>> Begin Task data

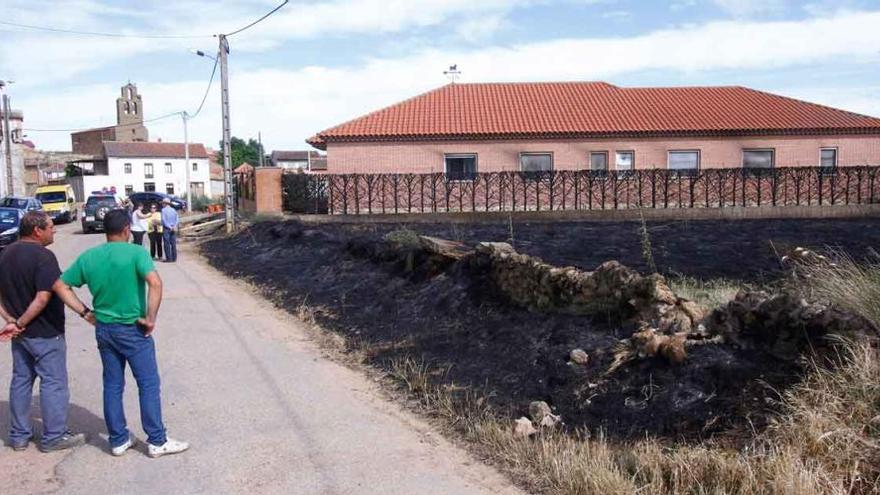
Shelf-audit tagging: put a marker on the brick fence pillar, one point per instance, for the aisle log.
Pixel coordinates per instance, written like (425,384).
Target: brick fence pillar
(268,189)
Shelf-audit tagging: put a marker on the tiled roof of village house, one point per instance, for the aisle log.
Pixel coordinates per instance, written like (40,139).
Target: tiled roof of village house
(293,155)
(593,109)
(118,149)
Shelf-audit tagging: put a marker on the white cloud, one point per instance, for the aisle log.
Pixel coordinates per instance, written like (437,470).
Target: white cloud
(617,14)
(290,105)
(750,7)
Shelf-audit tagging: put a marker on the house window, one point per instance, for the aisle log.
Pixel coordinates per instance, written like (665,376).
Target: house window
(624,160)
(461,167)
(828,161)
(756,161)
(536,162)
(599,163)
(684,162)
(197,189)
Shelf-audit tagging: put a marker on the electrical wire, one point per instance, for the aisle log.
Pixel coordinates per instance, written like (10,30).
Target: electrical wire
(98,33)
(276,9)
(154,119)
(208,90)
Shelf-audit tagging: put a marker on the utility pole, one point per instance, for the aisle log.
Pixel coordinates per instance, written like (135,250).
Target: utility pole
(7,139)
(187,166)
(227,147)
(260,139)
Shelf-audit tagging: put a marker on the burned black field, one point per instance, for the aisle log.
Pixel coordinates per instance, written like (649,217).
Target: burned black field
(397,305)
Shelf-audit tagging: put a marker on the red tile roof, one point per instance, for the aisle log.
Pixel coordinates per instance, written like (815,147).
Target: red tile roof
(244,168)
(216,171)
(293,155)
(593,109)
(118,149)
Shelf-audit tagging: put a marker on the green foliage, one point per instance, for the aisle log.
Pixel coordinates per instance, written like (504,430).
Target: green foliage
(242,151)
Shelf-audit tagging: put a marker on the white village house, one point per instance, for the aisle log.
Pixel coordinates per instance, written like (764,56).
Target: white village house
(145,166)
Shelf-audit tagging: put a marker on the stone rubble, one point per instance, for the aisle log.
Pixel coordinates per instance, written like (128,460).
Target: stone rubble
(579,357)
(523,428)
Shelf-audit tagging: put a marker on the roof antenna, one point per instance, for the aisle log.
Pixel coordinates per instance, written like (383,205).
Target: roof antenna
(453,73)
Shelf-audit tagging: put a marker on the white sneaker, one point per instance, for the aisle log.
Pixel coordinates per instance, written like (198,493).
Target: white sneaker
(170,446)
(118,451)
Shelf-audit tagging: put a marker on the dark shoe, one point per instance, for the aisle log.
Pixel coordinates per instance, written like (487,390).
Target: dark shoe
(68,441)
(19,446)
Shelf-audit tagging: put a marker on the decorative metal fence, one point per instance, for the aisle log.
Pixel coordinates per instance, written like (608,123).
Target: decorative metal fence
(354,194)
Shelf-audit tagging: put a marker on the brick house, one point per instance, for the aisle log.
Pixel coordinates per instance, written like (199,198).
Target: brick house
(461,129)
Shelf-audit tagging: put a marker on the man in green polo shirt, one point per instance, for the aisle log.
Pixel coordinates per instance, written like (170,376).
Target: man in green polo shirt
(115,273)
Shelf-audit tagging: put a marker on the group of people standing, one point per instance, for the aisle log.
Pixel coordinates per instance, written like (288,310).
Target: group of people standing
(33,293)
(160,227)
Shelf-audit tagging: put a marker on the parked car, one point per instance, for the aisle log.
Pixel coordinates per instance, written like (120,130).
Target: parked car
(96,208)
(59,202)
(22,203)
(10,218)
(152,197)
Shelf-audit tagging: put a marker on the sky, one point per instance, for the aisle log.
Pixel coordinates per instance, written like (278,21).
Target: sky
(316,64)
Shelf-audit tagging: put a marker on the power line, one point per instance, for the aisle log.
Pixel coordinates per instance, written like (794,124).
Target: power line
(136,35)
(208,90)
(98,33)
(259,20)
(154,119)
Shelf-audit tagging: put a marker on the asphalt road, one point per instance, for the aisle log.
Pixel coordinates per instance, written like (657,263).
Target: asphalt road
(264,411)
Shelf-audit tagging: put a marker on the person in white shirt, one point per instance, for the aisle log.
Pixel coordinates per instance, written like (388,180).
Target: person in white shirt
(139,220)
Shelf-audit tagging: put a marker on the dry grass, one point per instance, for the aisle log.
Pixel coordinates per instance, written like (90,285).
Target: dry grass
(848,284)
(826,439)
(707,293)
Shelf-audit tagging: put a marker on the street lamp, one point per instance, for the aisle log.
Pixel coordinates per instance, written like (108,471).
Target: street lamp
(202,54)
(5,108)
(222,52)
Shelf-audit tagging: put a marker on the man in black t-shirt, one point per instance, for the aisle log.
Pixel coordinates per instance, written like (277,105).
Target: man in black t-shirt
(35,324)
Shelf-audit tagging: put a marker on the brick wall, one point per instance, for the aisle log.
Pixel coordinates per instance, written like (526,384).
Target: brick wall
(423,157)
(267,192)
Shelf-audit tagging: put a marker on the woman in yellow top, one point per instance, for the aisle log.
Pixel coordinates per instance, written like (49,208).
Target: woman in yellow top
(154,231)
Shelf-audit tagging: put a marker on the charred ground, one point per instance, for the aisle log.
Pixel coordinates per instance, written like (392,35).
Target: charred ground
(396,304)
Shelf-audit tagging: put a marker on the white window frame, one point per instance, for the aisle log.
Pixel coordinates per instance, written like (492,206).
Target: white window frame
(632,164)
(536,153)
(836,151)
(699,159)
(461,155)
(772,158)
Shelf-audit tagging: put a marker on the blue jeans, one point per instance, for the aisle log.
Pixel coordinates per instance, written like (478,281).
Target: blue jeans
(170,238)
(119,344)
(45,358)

>> End Task data

◆ **What you will do**
Replace "aisle log" with "field log" throughout all of the records above, and give them again with nothing else changed. Omit the pictures from your answer.

◆ **Complete answer**
Shelf-audit tagging: put a marker on the brick fence pillar, one point per instance, for the field log.
Pixel coordinates per instance, written like (425,384).
Target: brick fence pillar
(268,189)
Shelf-audit tagging: put a marker on the tiled roof of village house, one point per instance, for the field log.
Pixel coordinates per instance, written like (40,139).
Target: tiled roof of village house
(293,155)
(593,109)
(118,149)
Shelf-audit tagging: put a marker on the white cloud, one point per instance, for the field log.
Pixel coordinates per instance, written like (437,470).
Target: white cloud
(617,14)
(290,105)
(750,7)
Shelf-audit tagging: put a marker on the house window, one point per instance, for the field log.
Pixel coordinates per instance, written like (665,376).
Target: house window
(624,160)
(461,167)
(828,161)
(756,161)
(536,162)
(599,163)
(684,162)
(197,189)
Shelf-audit tagging: put a marker on the electrical wire, one point per instance, for the field log.
Pixel coordinates per instance, written like (10,30).
Target: electrical wire
(98,33)
(276,9)
(154,119)
(208,90)
Shelf-audit tagging: put a marker on the utility pole, one point per instance, for the field log.
Pixel coordinates per instance, written like (135,250).
Target: utility pole
(7,139)
(187,166)
(227,147)
(260,139)
Shelf-audit tagging: put a marker on the burned black field, one point per instance, for the field log.
Pixel coordinates per instance, written like (649,217).
Target: burned black field
(397,305)
Shelf-audit tagging: put a marker on the red tile roof, one point per instance, for the field log.
Pixel coordinates per instance, written like (815,147).
Target: red tile roof
(244,168)
(216,171)
(293,155)
(593,109)
(118,149)
Shelf-audit tagging: put a marker on the green foliage, one point per instance, for the field log.
Pixel coordinates per instance, written like (504,430).
Target: green foliage
(242,151)
Shelf-audit tagging: put a marker on the white village house, one point per instance, for the field log.
Pixel coordinates per instance, written like (764,56).
Target: white village house
(145,166)
Shelf-audit tagging: put a marker on the stone rubble, one point per instance, for the field log.
Pixel coordinates per instance, written like (128,460).
Target: stone rubble
(579,357)
(523,428)
Shelf-audit tagging: put a marker on the roof antenna, one point per instance, for the field log.
Pixel coordinates per instance, written like (383,205).
Target: roof antenna
(453,73)
Shelf-audit tagging: put a marker on the white sneaker, one point per instance, for the field log.
Pixel coordinates per instance, written like (198,493).
Target: white sneaker
(170,446)
(118,451)
Shelf-audit tagging: put a marker on the dark shoe, one point per instance, for the field log.
Pixel coordinates per instance, written like (487,390).
Target: dark shoe
(68,441)
(19,446)
Shelf-audit tagging: put a marker on the decorative metal fence, one point per instance, for the field log.
Pixel coordinates per instance, written like (608,123).
Target: decorative metal fence
(354,194)
Shelf-audit tagging: put a marker on the brick house, one point per instance, for the field log.
Pixel coordinates per instance, written like (199,198).
Target: brick house
(461,129)
Shelf-audit tagging: put a marker on the man in green polo shirt, one point per instance, for the field log.
Pixel coordinates per instance, written like (170,376).
Target: man in green polo shirt
(115,273)
Shelf-audit tagging: put a marker on the group of people standing, one point per instance, for the field log.
Pixel coordinates per instance, written like (288,310).
Target: group of people standing
(33,293)
(160,227)
Shelf-audit tagging: put a marker on the parked car, one point per instance, for the field log.
Pixel coordinates per instance, written like (120,130).
Target: parked car
(96,208)
(59,202)
(22,203)
(10,218)
(152,197)
Shelf-audit tagging: put a marker on the sky, one point per instance, for the field log.
Pixel coordinates per instance, written like (278,21).
Target: sky
(316,64)
Shelf-audit tagging: put a marker on the power line, one point per instance, for the field log.
Pixel coordinates per instance, written like (794,124).
Target: power line
(136,35)
(208,90)
(98,33)
(259,20)
(154,119)
Shelf-audit tagging: put a marker on the asphalt road, one point per instance, for the field log.
Pixel coordinates per instance, written like (657,263).
Target: asphalt road
(264,411)
Shelf-audit tagging: put a marker on the person in white shirt, one point per instance, for the field log.
Pixel coordinates per instance, written like (388,180).
Target: person in white shirt
(139,220)
Shelf-audit tagging: put a marker on the dry grass, one point per instance, for the field log.
Pixel coordinates per instance, written like (90,285).
Target: dry grass
(848,284)
(826,439)
(707,293)
Shelf-audit tagging: put a marker on the street lamp, one point per instance, for the field log.
Pixel coordinates per instance, written like (108,471).
Target: street lamp
(202,54)
(5,108)
(222,52)
Shelf-audit tagging: put a marker on the man in black t-shirt, one point per instance, for the field log.
Pixel coordinates per instance, written like (277,105).
Target: man in black t-shirt
(35,324)
Shelf-audit tagging: put a marker on the brick wall, one point per instance, for the field log.
Pixel coordinates per instance, written like (526,384).
Target: brick wall
(423,157)
(267,192)
Shelf-audit tagging: put a marker on the woman in yellow top, one point per instance, for the field log.
Pixel coordinates per instance, written like (49,208).
Target: woman in yellow top
(154,231)
Shelf-audit tagging: put a marker on the charred ground, one point per instance, for the field log.
Pixel coordinates per instance, written like (392,35).
Target: charred ground
(396,304)
Shelf-audit tagging: put a marker on the white window frame, one point per instance, for the field log.
Pixel coordinates per instance, written like (492,206).
Target: white window frame
(632,164)
(536,153)
(836,151)
(699,159)
(461,155)
(772,158)
Shelf-audit tagging: put a marker on the blue jeans, one point per instance, for the field log.
Pixel coordinates per instance, written like (478,281).
Target: blue jeans
(170,238)
(119,344)
(45,358)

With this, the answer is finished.